EXTRACT
************
Who are you when nobody’s watching? Ryan Murphy’s FX series Grotesquerie explores what happens when a person allows their subconscious to overcome them. Raven Goodwin, who portrays the on-screen daughter of Niecy Nash-Betts’ Lois Tryon character, explains how being a part of the show has deepened her perspective of perception.

“What exactly is in your subconscious,” Goodwin asked in a recent interview with Blavity’s Shadow and Act earlier in the season. “And when it does come to the surface, who exactly are you? Because we know what Merritt essentially is addicted to, but we don’t really know why or how. So, I think everybody is just building their own perception of who she is.”

Who does Merritt represent?

Often, children are the ones to break generational curses. However, this is not the case when it comes to Merritt Tryon. Instead, one may say she’s an extension of the pain that her parents continue to carry.

“She’s still suffering, in a sense, as to where she’s misunderstood, and because she’s not really understood, or even if she is, she’s doing it all for a reason,” said Goodwin. “She’s putting on pounds for a reason. And what that reason is, we don’t know. As far as breaking generational curses, I think it helps Marshall [Courtney B. Vance] and Lois realize, more than anything, that everything is foundational. We are what we come from. We are all products of our environment. Yes, there is a mass majority that never recovers. There’s a mass majority that does and figures it out and breaks the curse. But we just have to figure out what kind of person Merritt is.”

“Is she the one that’s going to fall short of the curse, or is she going to actually break the generational curse?” Goodwin asked. “I think that’s the crossroads that we’re at with her. We don’t know if she is or if she isn’t, but she is an intellectual human. She’s very smart and brilliant and ahead of the curse. She’s not a victim. She is everything she’s pretending not to be, if that makes sense.”
************
EXERCISE TASKS
1) Translate this sentence from the Grotesquerie article into Spanish: "Often, children are the ones to break generational curses."
2) According to Goodwin in the Grotesquerie article, why is everybody building their own perception of who Merritt is?
The entries have nothing to do with the Grotesquerie article.
************
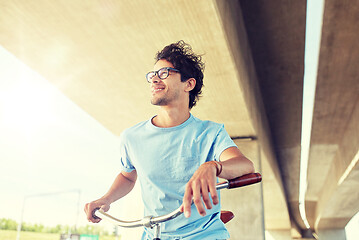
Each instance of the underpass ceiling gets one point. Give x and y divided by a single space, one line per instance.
97 53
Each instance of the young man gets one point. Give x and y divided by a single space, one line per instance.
176 156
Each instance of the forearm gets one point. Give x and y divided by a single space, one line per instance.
234 164
235 167
122 185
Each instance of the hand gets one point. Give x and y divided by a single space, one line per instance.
90 207
198 187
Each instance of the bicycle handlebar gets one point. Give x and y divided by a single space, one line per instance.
151 221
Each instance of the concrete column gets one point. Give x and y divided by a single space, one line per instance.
247 202
332 234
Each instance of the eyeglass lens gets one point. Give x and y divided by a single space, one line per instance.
161 73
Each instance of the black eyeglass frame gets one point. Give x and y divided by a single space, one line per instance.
161 69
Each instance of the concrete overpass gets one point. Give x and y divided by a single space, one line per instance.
97 52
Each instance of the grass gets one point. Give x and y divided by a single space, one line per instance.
11 235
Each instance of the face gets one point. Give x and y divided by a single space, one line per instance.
167 91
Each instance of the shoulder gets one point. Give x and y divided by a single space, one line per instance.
207 123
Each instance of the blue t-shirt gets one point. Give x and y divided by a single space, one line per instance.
165 160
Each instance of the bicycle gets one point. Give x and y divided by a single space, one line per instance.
155 222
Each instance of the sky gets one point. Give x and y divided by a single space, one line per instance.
54 157
51 151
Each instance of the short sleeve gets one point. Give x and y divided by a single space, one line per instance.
126 163
222 142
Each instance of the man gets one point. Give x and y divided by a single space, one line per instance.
177 157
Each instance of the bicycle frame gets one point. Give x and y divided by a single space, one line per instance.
154 222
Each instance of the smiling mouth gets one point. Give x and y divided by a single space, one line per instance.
157 89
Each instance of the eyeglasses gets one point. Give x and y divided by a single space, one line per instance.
161 73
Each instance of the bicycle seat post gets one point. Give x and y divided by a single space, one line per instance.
157 232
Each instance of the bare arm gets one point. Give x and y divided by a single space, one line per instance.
121 186
234 164
203 181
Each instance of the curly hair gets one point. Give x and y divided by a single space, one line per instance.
189 64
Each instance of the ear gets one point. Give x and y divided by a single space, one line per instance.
190 84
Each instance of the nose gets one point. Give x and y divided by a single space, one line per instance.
155 79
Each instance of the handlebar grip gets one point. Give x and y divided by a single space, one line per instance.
94 213
244 180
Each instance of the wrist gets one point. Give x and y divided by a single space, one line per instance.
218 166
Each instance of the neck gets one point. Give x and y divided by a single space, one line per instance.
171 117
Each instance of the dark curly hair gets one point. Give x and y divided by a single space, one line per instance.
189 64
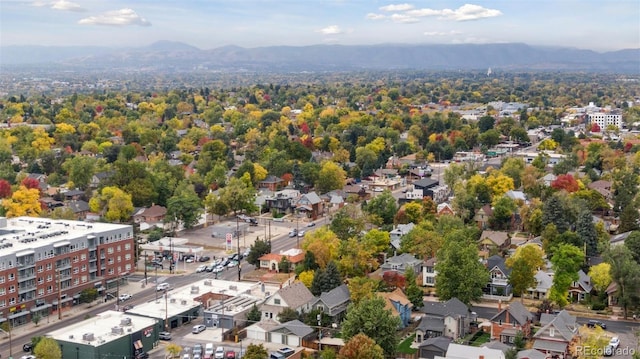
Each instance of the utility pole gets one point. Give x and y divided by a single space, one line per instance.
59 295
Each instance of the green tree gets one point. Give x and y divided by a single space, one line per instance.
625 272
371 318
524 264
566 262
382 208
258 249
361 346
255 351
48 348
459 273
413 291
184 206
330 177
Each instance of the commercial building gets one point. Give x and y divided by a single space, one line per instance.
109 334
45 264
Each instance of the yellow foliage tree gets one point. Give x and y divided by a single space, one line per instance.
23 202
324 245
306 277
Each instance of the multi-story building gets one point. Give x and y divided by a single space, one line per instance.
45 264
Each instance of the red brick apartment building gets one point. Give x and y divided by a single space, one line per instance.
45 264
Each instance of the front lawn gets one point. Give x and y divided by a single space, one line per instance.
405 346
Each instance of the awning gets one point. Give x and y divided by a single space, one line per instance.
18 315
550 346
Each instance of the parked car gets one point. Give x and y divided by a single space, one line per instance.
592 324
198 329
614 342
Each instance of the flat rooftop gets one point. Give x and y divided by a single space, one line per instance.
104 327
26 233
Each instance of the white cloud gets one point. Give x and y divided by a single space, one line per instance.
396 7
66 6
122 17
372 16
331 30
441 33
405 19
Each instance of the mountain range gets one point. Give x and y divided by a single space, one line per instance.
177 56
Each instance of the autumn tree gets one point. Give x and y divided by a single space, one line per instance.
114 204
371 318
48 348
330 177
361 346
23 202
524 264
566 263
459 273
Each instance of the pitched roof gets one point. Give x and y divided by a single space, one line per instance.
294 327
336 296
295 295
451 308
438 342
517 311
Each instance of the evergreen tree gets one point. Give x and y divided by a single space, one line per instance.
586 230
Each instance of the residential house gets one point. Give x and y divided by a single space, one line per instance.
310 204
543 286
498 286
271 261
451 319
272 183
548 179
399 305
509 321
79 208
398 232
581 288
458 351
333 303
291 333
444 209
281 202
494 241
401 262
482 216
433 347
429 272
295 296
556 334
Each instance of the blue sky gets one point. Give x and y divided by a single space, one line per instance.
600 25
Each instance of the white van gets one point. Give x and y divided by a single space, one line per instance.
208 350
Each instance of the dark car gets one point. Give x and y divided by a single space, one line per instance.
593 323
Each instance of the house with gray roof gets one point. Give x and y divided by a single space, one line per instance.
333 303
506 324
295 296
450 319
556 333
401 262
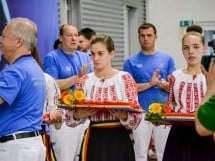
************
EXERCISE RESPONSES
1) A menudo, los hijos son quienes rompen las maldiciones generacionales.

2) We know what Merritt is addicted to, but we don't really know why or how. That gap leaves everybody to form their own perception of her.